*** Begin section ***

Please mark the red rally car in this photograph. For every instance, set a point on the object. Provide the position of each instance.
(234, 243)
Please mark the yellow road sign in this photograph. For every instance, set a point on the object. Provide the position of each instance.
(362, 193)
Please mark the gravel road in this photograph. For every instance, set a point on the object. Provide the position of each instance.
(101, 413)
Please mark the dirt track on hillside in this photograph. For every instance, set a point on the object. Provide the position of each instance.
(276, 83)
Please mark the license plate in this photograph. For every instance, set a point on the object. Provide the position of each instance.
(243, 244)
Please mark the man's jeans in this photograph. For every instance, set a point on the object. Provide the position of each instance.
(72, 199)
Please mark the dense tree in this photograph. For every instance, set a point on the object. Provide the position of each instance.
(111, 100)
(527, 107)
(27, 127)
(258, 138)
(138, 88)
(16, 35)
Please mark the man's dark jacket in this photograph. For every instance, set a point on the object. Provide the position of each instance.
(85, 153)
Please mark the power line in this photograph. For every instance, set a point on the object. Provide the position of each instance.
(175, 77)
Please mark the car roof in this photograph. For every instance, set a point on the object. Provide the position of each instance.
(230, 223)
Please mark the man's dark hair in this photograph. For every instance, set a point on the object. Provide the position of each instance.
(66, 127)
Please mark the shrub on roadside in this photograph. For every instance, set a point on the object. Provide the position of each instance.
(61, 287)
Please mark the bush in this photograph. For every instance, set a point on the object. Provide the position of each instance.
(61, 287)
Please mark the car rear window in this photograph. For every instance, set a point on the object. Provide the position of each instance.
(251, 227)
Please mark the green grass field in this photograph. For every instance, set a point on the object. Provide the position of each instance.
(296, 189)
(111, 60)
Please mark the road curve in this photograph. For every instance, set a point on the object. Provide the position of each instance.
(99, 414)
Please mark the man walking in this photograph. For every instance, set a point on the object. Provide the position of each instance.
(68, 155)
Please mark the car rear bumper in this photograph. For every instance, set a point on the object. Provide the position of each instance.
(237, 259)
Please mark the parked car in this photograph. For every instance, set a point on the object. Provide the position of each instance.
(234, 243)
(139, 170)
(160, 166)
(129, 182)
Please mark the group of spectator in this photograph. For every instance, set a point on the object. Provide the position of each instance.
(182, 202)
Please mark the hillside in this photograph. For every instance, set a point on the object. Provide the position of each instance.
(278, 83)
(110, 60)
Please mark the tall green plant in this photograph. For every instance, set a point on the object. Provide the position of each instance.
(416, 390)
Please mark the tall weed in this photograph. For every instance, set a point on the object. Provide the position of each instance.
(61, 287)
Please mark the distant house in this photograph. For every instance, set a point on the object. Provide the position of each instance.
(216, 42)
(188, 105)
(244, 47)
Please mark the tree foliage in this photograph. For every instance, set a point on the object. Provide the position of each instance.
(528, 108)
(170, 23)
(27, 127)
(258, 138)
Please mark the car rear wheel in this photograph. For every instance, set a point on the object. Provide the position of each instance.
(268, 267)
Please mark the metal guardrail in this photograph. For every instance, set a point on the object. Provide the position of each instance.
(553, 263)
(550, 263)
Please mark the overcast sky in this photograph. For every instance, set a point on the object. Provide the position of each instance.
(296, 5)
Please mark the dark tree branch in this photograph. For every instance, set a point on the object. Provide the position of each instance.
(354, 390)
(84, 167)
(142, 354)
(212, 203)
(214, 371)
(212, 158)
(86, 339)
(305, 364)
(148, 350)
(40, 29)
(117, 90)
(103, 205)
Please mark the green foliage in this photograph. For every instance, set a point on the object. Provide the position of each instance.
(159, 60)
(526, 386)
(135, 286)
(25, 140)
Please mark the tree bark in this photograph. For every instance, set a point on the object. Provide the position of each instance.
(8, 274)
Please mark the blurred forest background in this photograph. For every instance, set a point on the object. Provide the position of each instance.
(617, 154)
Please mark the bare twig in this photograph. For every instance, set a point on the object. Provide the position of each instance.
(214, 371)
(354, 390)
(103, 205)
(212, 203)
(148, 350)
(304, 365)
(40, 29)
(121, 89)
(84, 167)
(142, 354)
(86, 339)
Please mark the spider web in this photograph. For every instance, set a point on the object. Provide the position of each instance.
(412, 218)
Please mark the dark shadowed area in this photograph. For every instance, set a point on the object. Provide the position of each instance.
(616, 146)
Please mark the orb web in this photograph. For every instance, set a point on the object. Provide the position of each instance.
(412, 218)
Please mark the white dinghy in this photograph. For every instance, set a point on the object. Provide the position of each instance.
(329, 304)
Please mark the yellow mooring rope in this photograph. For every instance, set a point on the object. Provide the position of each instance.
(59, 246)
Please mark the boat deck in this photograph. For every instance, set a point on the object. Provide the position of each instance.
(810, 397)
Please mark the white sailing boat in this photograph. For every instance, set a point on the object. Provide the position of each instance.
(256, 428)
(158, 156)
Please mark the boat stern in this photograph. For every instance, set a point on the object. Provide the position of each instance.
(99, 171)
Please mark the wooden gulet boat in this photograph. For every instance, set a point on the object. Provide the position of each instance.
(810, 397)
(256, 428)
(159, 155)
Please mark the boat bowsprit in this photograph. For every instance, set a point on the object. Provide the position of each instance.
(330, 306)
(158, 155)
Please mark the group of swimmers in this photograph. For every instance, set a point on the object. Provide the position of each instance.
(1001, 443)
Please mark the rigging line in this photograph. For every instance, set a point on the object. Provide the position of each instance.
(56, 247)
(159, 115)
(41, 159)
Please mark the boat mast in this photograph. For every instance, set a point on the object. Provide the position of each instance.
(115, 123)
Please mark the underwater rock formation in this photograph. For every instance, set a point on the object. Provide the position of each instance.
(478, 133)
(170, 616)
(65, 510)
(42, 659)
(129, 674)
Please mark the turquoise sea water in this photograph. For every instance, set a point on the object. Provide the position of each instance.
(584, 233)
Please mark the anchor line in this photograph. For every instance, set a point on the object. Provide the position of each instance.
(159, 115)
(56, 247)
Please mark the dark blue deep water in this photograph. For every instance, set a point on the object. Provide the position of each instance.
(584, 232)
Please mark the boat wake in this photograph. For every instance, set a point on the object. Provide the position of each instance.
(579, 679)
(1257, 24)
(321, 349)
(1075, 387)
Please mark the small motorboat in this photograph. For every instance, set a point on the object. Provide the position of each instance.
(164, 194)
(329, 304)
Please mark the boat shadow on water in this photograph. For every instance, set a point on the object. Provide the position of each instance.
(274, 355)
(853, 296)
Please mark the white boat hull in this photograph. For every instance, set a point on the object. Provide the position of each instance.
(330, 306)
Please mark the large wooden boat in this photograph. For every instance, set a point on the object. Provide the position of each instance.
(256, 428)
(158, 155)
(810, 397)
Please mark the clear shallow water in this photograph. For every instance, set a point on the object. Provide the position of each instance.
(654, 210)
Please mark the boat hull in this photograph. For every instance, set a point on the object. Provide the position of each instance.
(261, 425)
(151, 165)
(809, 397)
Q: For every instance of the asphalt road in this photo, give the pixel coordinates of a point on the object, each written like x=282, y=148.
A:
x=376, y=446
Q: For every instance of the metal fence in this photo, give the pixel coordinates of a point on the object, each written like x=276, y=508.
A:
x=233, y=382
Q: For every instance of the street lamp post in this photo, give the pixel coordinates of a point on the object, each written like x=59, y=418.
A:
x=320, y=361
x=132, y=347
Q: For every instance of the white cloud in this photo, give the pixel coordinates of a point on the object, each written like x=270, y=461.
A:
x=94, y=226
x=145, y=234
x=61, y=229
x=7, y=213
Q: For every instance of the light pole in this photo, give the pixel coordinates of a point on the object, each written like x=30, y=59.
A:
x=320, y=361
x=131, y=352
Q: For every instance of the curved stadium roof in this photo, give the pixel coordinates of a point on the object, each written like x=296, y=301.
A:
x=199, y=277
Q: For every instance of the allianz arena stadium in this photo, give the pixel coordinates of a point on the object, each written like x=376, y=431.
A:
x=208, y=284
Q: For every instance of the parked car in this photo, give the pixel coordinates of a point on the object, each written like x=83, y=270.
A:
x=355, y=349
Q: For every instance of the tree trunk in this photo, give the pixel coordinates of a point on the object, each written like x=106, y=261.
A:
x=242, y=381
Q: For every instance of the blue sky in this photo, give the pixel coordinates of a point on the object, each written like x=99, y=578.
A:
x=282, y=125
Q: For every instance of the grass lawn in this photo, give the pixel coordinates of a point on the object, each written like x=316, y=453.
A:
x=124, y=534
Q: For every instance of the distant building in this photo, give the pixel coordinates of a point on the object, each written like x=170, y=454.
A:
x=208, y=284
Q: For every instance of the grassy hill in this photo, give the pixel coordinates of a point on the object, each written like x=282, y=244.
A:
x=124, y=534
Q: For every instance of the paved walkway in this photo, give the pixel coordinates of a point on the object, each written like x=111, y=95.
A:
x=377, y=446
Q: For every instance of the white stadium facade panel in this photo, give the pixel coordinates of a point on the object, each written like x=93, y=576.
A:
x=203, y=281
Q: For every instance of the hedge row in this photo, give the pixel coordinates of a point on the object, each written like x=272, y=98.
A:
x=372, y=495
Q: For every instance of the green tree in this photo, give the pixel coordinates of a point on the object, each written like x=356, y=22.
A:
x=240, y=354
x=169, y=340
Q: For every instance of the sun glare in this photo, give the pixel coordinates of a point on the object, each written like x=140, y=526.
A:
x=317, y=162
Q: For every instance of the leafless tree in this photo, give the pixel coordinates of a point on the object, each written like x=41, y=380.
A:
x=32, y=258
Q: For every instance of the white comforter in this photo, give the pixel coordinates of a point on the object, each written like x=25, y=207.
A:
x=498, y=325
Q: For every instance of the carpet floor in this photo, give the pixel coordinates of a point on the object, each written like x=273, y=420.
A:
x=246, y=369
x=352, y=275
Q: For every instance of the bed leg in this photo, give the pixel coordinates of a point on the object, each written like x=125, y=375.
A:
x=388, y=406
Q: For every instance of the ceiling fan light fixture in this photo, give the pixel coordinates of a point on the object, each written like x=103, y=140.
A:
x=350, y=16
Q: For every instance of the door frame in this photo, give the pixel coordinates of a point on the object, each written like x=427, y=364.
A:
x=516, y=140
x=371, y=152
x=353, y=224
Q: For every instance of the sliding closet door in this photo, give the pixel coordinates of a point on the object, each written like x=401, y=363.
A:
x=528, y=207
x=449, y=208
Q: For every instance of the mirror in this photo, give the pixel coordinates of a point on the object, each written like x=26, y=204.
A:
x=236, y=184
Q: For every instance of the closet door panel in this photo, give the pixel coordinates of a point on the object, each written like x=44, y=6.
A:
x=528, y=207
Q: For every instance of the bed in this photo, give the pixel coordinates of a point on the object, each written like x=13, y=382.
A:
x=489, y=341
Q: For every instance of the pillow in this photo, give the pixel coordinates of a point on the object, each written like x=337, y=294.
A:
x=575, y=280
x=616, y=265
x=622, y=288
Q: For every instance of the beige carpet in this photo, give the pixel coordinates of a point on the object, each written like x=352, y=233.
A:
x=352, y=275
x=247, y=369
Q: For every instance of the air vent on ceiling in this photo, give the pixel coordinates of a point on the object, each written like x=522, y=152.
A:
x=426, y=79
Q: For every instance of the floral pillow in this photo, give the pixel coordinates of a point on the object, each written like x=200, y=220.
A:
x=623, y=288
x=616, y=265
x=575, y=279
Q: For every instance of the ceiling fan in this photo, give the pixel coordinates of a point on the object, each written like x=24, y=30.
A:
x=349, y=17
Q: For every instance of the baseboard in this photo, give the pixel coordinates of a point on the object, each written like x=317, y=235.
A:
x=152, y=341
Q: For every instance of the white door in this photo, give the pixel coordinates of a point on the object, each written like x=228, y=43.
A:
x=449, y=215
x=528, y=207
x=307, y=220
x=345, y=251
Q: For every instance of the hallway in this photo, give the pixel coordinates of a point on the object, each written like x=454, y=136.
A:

*** End section ***

With "light" as the string to find, copy every line of the records that holds it.

Q: For every instance of the light pole in this photo, give the pixel coordinates of a point on the object, each written like x=30, y=59.
Q: For every instance of the ceiling fan light fixture in this photo, give the pixel coordinates of a point on the object, each written like x=103, y=140.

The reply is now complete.